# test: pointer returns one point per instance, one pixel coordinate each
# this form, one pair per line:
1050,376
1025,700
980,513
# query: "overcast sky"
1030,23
---*---
**GIVEN REQUEST:** Reproduce every line of the data above, requests included, adding -96 to each coordinate in the answers and leaving all other lines unchanged.

**THE ANSWER:**
# test: pointer returns one point per instance, one pixel coordinate each
# this form, one pair per line:
1050,376
1025,700
980,513
# query: "overcast sky"
934,-73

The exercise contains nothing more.